» **Task statement**: List every line in the entries below that contains the string "costume". Copy each line in full.

BEGIN Data for processing

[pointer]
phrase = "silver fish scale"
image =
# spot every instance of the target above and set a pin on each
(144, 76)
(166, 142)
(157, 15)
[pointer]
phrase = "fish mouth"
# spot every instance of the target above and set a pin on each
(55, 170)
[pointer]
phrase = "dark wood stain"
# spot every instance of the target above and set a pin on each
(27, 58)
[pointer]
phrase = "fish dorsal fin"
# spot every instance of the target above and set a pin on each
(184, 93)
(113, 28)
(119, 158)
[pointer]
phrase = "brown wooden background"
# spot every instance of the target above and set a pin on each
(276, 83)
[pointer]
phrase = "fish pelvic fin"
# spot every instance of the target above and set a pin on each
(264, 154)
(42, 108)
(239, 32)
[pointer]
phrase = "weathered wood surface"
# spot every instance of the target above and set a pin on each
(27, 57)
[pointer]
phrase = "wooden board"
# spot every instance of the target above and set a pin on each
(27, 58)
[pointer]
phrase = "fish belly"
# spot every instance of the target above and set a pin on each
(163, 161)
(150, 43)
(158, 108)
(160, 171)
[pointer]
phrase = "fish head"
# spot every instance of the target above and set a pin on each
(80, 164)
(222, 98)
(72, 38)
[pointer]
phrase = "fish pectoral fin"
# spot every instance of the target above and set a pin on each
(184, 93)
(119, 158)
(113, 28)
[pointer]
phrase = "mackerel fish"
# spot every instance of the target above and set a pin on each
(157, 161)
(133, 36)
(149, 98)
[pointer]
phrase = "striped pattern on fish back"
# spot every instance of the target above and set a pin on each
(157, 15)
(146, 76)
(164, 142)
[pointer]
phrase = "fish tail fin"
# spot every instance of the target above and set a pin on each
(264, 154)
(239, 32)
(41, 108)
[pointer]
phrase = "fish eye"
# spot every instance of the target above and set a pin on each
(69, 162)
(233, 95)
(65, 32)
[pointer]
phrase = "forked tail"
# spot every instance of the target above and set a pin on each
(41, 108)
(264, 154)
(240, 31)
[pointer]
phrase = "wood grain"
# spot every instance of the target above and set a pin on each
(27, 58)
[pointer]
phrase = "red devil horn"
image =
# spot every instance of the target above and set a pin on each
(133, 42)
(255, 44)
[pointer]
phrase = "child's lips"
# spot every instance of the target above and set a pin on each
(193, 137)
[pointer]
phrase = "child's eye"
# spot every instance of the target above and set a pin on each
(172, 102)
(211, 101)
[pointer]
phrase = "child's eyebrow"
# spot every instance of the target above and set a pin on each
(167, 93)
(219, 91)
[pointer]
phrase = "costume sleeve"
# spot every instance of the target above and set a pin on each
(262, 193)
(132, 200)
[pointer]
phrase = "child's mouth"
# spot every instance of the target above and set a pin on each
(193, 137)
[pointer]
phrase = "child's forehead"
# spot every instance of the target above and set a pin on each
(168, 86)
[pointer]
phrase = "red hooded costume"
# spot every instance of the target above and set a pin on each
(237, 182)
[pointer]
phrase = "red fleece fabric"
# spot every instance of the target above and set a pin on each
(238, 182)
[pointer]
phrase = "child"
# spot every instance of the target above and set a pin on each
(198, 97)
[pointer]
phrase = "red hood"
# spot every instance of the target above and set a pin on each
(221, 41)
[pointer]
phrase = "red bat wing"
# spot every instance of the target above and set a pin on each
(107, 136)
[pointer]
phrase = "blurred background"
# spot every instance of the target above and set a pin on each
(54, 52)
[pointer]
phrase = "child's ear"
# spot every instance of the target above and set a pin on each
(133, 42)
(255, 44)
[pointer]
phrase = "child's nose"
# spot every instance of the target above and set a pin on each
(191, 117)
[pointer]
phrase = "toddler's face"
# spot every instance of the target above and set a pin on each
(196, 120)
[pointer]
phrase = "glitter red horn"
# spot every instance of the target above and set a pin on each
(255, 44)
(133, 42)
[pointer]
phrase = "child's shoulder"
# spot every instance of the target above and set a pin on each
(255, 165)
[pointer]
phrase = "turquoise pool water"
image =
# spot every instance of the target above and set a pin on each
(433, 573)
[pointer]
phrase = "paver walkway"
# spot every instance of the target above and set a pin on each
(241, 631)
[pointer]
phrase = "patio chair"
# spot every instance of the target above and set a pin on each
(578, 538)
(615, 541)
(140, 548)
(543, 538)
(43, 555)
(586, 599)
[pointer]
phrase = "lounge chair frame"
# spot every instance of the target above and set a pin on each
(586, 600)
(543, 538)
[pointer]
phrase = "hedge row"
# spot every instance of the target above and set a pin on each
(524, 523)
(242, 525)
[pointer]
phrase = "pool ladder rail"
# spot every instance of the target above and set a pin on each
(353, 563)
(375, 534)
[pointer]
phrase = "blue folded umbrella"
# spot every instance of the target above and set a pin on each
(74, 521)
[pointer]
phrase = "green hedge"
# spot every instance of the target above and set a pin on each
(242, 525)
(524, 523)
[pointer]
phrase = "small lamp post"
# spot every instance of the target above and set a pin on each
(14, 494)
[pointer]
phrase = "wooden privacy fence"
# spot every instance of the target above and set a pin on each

END Data for processing
BEGIN Data for processing

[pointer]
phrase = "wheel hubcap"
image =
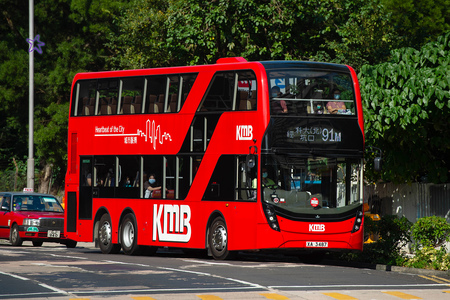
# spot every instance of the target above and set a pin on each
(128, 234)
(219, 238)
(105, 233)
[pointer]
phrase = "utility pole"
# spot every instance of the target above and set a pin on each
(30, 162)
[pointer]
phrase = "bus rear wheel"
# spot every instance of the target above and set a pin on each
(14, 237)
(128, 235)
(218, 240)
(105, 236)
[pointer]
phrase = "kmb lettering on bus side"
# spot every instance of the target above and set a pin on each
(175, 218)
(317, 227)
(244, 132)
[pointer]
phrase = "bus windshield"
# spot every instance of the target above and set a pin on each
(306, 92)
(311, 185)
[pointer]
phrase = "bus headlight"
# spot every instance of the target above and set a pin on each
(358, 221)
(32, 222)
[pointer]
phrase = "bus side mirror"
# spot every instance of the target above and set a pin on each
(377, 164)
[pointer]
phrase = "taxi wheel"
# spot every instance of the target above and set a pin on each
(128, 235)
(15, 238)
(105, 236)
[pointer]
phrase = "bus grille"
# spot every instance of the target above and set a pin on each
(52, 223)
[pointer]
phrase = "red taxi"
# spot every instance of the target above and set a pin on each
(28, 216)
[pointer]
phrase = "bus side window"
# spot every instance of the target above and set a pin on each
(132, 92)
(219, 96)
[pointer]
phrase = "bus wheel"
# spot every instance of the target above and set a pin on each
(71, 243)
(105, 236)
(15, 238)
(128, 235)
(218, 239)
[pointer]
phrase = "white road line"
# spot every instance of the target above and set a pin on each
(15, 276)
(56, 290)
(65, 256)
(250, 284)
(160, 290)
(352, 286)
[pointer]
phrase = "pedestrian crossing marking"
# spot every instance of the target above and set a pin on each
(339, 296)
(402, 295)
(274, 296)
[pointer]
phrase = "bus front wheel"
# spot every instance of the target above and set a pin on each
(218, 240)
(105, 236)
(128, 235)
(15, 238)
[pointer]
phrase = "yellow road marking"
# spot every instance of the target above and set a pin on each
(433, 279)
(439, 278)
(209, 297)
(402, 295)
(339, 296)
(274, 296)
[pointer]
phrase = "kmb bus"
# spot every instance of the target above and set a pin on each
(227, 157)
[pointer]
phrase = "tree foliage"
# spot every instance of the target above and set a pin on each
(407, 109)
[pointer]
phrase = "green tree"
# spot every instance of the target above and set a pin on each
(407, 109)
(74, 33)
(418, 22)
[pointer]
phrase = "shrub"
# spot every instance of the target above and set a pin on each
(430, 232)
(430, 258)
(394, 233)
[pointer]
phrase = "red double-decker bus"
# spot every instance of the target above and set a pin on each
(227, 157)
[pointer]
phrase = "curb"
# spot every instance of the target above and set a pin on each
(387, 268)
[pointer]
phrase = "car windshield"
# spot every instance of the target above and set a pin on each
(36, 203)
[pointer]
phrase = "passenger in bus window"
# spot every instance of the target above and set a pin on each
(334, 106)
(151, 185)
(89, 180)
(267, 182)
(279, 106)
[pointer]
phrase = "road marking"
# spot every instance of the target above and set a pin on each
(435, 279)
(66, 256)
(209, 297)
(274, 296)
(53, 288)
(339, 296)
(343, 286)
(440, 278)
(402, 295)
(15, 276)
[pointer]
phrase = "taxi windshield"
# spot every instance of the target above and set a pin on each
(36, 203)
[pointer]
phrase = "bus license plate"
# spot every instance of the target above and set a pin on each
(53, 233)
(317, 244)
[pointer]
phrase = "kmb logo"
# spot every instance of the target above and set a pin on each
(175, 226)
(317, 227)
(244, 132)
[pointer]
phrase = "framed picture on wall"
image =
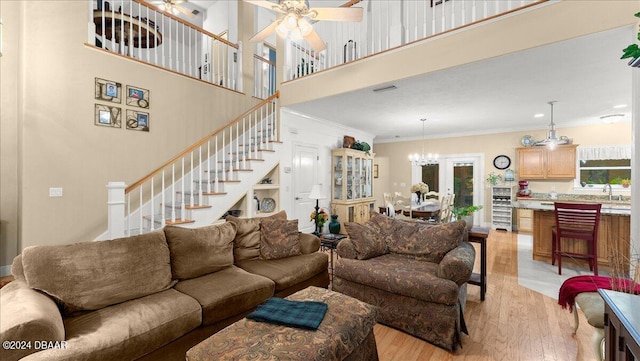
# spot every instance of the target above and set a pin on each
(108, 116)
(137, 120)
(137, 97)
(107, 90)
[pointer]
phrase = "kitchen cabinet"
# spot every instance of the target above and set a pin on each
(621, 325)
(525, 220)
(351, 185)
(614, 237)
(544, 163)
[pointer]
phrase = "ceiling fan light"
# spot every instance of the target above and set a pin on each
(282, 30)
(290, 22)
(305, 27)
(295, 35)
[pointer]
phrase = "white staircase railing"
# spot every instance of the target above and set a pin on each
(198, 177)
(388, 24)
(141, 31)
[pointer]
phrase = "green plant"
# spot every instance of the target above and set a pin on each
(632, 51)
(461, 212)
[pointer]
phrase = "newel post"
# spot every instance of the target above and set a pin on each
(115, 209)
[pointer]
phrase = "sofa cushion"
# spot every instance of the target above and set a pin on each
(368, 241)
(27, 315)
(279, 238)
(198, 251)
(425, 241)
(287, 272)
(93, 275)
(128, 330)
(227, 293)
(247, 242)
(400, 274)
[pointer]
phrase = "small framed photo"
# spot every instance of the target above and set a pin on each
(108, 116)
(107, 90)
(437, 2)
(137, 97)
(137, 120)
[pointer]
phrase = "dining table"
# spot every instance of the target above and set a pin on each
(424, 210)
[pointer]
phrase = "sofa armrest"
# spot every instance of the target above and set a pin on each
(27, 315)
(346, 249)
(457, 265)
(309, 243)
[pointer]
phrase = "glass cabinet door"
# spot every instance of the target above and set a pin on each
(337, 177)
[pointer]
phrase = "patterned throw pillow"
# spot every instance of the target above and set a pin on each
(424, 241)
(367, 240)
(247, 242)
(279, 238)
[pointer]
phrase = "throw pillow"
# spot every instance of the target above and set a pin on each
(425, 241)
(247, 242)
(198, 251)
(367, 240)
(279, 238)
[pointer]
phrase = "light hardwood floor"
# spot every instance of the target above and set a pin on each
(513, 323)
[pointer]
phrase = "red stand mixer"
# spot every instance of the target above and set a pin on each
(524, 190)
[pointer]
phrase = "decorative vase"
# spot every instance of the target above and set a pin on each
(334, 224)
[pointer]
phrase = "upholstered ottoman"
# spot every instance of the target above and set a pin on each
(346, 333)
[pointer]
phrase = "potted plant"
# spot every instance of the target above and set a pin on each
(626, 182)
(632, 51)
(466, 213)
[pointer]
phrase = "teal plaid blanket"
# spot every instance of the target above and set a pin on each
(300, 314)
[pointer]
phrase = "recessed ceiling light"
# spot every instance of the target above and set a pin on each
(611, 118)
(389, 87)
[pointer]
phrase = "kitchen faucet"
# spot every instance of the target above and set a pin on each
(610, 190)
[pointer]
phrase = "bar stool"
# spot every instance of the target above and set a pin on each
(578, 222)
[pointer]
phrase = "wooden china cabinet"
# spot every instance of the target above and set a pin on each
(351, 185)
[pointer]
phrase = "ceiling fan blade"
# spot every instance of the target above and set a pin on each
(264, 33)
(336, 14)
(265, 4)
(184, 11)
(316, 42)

END Data for processing

» **The output**:
phrase = "costume sleeve"
phrase = "red hooded costume"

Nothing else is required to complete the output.